Source text:
--- --- ---

Nice blog, Oliver. In the first paragraph, however, did you mean to write "Strauss reports that ESA denies categorically that PFS has detected [ammonia]..."?

As Bruce Moomaw can attest, he and I have bandied this issue about elsewhere. Personally, I did not find any ambiguity, especially with Formisano's use of the word "possibly," in the passage:

"The high spectral resolution allows us also to identify a number of small signatures which possibly will bring us to the identification of minor compounds (at the moment a good candidate is ammonia)."

In my opinion, Formisano never states, or even hints, that the PFS had found ammonia. That said, however, I guess different people can interpret the same statement differently. And I'll concede that "good candidate" might lead a reader of the abstract to be overly optimistic and assume a certain conclusion even though the interval between abstract submission and conference presentation is on the order of months.

As the old saying goes, though, "Betwixt the cup and the lip lie many a slip." One should keep in mind that these are *science* abstracts, not political press releases. Usually, a scientist(s) states, or at least tries to state, clearly what he or she is claiming. Indeed, the waffling or hedging generally happens *because* of peer review, not before ;-)

While conference abstracts are easily accessible to the public, I've always cautioned about relying too much on them, especially the brief submissions that are typical of COSPAR and EGU meetings. One should also bear in mind that conference abstracts are almost never subject to peer review, are usually submitted months ahead of time, and are typically speculative and often present very preliminary views that are then subjected to the filter of peer review. Of course, rumors aren't peer-reviewed, either. And combining both of these sources, especially in the apparent absence of any solicited comment from the PI of the instrument, to generate a "scoop" can instead leave one scooping egg off of one's face.

Bruce Moomaw

I fully agree that the COSPAR and EGU abstracts -- in particular -- are so insanely short that any reporter in his right mind would ask the author for further clarification before writing ANYTHING based on them. (At a minimum, this abstract's phrasing was so ambiguous that it was impossible to understand clearly just what it was really saying.)

In any case, before making an announcement as spectacular as this, Whitehouse had an elementary responsibility to phone Formisano for more details before writing that piece, even if the original abstract had been far more detailed (like those for, say, the LPSC).

Bruce Moomaw

I should add that what struck me as ambiguous about that COSPAR abstract was the use of "allows us to identify" rather than "will allow us to identify" -- which allows it to be interpreted as saying that the PFS team has ALREADY identified "a number of small signatures" that may indicate the existence of trace compounds, that further analysis may allow these compounds to be specifically identified, and that it already appears that ammonia is one of them. Certainly, however, the ambiguity is such that Whitehouse had an obvious duty to double-check.

Philippe Labrot

I have read your interesting story from the cyberspace inside the COSPAR building in Paris, and I have decided to ask directly Mr V. Formisano about the ammonia detection. He told me that BBC was simply wrong, and that he never mentions ammonia. I have followed almost all conference concerning the martian atmosphere, and the ammonia was indeed never mentioned. However, it is also clear that the PFS team is looking not only to methane, but also to others biomarkers. And it is not surprising. If you have a powerful instrument able to detect traces amount of gases, especially biomarkers, in the martian atmosphere, why ignore them ?

--- --- ---

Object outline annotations
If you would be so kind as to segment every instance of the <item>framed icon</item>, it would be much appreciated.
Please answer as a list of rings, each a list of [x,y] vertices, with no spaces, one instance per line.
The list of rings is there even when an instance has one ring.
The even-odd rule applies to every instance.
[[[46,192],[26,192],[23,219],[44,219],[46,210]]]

--- --- ---

Required tasks:
1. Duplicate the part of the ammonia discussion that begins at the words "As the old saying" and stops after "not before ;-)".
2. Please set down every object outline entry again, line for line and unchanged.

Expected results:
1.
As the old saying goes, though, "Betwixt the cup and the lip lie many a slip." One should keep in mind that these are *science* abstracts, not political press releases. Usually, a scientist(s) states, or at least tries to state, clearly what he or she is claiming. Indeed, the waffling or hedging generally happens *because* of peer review, not before ;-)

2.
If you would be so kind as to segment every instance of the <item>framed icon</item>, it would be much appreciated.
Please answer as a list of rings, each a list of [x,y] vertices, with no spaces, one instance per line.
The list of rings is there even when an instance has one ring.
The even-odd rule applies to every instance.
[[[46,192],[26,192],[23,219],[44,219],[46,210]]]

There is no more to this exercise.